#### Problem requirements
How many lines in the data below contain the string "window", with case counting? Reply with the number only.
§
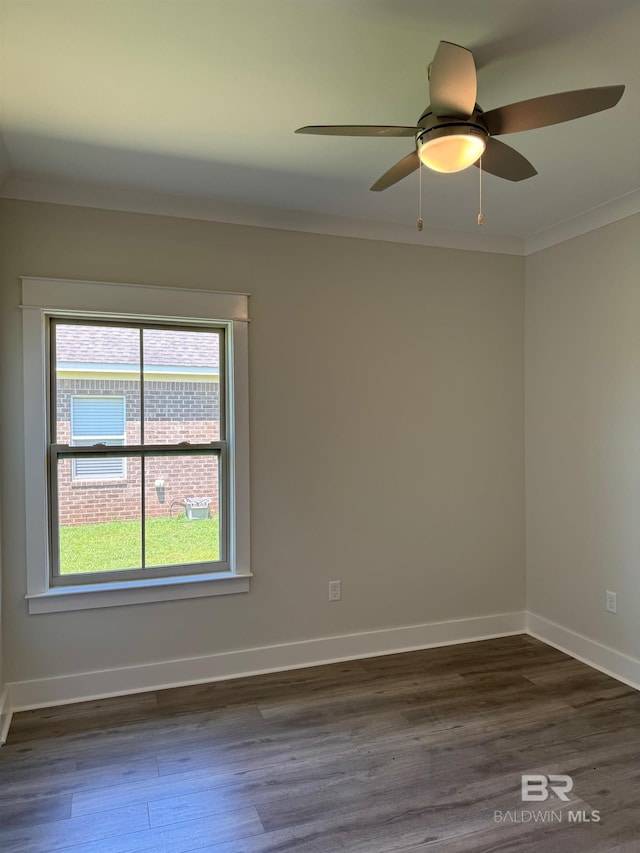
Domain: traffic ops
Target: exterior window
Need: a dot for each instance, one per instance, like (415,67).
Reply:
(156,391)
(98,420)
(137,443)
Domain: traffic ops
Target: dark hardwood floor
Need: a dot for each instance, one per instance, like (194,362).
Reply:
(421,751)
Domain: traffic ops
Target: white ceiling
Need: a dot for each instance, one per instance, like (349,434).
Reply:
(193,103)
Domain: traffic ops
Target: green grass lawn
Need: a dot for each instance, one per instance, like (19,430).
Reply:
(115,545)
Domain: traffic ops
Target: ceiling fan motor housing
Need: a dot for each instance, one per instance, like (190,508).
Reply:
(470,135)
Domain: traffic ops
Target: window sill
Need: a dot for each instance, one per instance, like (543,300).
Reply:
(118,594)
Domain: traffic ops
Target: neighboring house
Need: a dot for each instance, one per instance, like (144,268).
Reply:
(98,400)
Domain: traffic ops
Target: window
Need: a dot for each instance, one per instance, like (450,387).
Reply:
(98,420)
(142,421)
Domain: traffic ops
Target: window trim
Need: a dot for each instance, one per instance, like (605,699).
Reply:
(43,298)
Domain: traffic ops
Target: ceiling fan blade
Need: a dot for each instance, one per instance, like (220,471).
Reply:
(505,162)
(551,109)
(397,172)
(452,81)
(357,130)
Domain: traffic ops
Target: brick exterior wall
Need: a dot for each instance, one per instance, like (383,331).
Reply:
(174,411)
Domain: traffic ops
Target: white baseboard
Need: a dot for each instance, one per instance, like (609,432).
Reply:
(616,664)
(45,692)
(5,715)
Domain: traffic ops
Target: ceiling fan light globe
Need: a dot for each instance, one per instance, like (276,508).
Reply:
(451,151)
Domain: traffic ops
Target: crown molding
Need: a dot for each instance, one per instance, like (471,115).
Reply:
(223,210)
(105,197)
(590,220)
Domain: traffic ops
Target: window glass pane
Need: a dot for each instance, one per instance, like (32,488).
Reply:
(97,374)
(181,386)
(182,520)
(99,524)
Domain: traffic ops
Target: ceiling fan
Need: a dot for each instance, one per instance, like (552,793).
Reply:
(454,133)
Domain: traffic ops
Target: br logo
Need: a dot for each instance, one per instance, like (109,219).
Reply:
(535,787)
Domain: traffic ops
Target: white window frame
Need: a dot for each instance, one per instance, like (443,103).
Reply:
(93,439)
(43,298)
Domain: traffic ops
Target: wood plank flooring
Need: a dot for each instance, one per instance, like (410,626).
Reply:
(421,751)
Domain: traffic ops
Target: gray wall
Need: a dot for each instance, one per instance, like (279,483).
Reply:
(583,433)
(387,450)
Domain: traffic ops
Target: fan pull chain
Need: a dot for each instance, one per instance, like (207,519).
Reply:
(420,222)
(480,213)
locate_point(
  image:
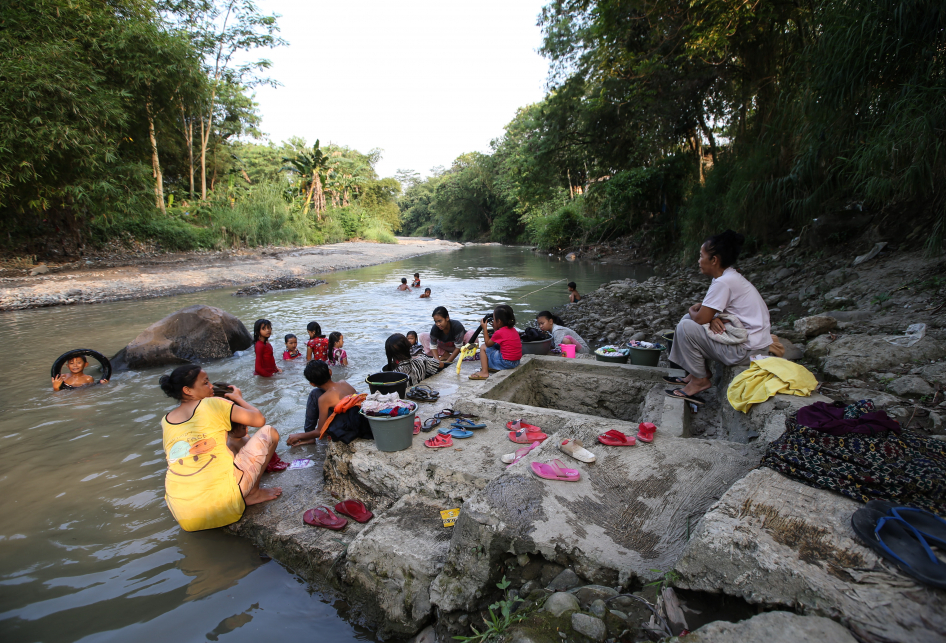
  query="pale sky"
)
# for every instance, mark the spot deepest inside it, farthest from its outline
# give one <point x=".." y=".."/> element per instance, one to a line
<point x="423" y="80"/>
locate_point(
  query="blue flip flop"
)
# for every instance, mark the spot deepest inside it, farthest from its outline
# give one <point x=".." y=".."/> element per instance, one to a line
<point x="457" y="433"/>
<point x="463" y="423"/>
<point x="929" y="524"/>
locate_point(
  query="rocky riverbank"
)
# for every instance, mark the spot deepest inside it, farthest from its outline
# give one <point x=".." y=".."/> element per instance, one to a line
<point x="838" y="314"/>
<point x="146" y="275"/>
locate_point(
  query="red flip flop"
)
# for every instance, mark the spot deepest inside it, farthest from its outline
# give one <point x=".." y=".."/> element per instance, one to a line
§
#### Exercise solution
6